[THE TASK]: Lines with the word "surface" in them are the ones to copy from the records.

***

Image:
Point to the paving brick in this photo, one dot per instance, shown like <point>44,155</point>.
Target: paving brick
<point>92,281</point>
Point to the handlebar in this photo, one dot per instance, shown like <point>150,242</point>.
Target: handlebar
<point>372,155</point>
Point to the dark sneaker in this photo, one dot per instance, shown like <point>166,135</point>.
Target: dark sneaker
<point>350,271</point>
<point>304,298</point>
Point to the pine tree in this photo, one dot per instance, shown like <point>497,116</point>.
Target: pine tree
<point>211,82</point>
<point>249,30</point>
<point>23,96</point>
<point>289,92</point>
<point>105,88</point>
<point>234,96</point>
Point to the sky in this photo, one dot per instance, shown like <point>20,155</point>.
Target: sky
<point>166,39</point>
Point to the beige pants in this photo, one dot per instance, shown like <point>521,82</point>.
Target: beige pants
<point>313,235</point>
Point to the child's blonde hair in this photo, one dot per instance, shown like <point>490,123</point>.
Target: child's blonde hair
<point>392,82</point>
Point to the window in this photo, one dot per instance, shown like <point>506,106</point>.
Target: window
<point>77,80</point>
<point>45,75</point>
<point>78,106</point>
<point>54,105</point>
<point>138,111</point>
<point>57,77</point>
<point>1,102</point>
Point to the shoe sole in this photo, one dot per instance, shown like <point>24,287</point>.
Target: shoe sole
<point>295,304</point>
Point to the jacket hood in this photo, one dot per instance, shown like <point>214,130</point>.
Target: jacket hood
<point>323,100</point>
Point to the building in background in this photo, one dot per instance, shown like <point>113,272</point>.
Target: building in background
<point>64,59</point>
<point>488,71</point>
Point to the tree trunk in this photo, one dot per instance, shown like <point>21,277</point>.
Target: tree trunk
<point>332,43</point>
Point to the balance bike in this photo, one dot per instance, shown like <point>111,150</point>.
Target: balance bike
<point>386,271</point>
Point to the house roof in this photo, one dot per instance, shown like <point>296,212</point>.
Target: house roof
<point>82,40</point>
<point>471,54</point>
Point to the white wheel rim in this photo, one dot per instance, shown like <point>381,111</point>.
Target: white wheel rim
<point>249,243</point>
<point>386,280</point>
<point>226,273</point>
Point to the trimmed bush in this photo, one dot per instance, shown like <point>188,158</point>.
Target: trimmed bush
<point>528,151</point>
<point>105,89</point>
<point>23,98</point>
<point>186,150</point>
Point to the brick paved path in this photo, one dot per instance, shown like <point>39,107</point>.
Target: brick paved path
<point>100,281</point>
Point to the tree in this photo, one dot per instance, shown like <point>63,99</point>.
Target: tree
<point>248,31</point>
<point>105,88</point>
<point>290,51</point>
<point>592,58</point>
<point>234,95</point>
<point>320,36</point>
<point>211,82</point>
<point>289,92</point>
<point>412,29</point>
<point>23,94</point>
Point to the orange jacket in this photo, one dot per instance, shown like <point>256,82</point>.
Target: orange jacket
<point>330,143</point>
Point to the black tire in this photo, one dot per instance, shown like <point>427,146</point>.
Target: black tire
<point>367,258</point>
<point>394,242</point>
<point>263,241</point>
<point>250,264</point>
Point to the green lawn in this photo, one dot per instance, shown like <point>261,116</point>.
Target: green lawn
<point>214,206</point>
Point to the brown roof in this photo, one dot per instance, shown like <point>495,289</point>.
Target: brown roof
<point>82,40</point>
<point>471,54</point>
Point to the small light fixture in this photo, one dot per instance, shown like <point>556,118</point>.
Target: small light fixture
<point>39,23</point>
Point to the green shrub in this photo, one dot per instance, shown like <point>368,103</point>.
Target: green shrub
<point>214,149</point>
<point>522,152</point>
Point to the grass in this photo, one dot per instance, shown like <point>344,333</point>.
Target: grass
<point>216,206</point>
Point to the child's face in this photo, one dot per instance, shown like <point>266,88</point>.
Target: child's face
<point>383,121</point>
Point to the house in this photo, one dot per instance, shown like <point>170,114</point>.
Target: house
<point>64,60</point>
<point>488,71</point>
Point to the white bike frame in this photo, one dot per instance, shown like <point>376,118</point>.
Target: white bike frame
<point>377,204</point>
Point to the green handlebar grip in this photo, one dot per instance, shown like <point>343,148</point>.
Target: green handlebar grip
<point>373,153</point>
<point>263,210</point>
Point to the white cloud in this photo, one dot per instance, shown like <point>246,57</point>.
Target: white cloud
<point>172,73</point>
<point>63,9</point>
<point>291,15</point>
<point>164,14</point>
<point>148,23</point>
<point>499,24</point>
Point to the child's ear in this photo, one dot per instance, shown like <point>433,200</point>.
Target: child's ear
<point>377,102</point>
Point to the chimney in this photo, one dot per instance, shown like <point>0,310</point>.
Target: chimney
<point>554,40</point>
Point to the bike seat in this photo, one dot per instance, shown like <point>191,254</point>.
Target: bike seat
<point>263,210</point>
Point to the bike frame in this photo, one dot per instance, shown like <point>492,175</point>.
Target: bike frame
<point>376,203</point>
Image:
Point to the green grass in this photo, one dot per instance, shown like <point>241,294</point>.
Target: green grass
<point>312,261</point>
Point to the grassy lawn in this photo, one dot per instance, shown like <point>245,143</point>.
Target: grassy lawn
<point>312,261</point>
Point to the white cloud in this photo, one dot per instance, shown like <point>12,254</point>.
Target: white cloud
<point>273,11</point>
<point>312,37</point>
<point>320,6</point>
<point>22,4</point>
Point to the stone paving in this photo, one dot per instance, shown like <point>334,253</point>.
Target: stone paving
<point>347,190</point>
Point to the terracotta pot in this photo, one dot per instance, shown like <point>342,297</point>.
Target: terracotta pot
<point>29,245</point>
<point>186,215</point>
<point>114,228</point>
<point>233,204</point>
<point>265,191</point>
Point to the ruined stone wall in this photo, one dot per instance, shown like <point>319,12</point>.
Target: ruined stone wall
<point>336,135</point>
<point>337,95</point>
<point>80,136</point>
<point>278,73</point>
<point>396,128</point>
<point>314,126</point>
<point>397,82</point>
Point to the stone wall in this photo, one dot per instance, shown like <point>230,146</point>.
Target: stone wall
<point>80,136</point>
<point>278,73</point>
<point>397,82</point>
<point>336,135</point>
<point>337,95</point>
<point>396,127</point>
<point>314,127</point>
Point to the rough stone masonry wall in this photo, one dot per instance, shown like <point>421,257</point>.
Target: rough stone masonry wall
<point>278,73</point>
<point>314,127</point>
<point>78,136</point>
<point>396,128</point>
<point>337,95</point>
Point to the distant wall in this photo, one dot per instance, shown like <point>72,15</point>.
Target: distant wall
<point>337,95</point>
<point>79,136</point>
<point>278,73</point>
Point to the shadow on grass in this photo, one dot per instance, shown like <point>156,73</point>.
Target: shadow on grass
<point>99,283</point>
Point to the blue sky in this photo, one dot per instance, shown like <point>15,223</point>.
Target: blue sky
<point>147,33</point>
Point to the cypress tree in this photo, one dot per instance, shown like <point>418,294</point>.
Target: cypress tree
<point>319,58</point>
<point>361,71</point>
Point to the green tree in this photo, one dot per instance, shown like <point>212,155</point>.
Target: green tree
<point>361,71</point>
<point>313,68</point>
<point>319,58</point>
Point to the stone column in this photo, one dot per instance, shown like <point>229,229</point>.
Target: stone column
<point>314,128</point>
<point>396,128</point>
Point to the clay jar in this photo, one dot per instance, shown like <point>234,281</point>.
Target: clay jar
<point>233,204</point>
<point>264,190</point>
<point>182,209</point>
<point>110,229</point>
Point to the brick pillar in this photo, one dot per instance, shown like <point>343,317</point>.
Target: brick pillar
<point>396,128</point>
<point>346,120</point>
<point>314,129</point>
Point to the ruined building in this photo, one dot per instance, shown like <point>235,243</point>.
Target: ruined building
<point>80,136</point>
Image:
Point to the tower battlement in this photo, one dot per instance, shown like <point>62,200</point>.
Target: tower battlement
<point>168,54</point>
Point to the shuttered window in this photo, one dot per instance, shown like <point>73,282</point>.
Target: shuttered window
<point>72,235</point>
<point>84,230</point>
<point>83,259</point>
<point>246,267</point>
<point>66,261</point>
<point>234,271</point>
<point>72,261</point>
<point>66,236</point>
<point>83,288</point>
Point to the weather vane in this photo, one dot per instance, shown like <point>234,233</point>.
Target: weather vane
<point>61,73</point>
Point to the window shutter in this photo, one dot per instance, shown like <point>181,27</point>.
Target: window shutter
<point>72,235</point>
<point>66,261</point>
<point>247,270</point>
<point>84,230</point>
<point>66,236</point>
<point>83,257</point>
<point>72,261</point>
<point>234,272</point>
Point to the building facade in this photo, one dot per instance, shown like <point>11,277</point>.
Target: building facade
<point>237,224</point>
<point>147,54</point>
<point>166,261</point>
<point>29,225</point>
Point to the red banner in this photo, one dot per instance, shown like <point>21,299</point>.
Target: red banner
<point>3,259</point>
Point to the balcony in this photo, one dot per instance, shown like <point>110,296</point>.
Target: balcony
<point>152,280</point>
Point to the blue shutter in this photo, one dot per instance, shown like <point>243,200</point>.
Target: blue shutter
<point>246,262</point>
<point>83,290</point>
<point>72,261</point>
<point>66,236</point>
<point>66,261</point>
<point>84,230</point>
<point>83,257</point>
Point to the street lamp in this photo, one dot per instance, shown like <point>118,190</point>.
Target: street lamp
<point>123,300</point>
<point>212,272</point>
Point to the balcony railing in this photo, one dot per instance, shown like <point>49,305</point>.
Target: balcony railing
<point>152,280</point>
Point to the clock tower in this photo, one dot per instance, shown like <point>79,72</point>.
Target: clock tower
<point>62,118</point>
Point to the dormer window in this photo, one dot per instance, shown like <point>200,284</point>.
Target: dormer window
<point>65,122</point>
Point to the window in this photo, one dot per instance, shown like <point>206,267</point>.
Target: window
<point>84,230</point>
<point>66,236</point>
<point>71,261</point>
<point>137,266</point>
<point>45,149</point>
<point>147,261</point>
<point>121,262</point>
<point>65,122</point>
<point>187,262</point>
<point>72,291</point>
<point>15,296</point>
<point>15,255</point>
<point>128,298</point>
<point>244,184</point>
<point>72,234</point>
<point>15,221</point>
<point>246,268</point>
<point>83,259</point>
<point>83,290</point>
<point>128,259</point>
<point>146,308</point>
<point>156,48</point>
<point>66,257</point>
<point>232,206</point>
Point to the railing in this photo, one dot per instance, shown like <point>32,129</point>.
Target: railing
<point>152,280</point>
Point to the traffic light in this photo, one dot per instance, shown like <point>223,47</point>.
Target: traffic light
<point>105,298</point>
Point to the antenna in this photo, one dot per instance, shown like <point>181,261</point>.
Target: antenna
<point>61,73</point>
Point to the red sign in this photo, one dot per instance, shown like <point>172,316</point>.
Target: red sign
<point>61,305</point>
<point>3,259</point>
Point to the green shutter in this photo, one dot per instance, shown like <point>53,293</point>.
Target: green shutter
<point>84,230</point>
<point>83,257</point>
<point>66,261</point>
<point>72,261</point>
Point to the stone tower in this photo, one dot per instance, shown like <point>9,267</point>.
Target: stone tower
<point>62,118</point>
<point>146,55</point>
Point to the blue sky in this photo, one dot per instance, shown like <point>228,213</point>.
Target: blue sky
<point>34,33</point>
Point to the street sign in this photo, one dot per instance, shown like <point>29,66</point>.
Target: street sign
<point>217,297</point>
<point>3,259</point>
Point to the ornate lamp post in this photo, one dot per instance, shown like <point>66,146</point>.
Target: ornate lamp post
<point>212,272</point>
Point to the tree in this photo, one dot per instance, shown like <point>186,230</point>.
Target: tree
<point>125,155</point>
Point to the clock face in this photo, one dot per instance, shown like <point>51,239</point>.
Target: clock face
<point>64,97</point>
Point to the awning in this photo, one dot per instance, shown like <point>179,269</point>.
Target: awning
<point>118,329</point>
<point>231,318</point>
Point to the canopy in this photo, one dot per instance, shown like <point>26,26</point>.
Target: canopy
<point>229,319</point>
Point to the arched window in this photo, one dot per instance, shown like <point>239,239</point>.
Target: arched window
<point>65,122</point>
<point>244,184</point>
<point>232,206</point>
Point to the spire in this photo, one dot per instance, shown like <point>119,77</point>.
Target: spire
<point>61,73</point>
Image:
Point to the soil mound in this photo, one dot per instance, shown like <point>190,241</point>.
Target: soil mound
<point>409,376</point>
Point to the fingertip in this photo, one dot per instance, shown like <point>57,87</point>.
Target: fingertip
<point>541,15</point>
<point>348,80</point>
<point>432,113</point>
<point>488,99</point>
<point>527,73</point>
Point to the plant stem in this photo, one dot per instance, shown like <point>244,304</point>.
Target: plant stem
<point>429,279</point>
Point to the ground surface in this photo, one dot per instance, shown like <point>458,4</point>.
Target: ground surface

***

[PROBLEM SOLUTION]:
Point to the ground surface in this photo, one dot per instance, shown like <point>458,4</point>.
Target: ground surface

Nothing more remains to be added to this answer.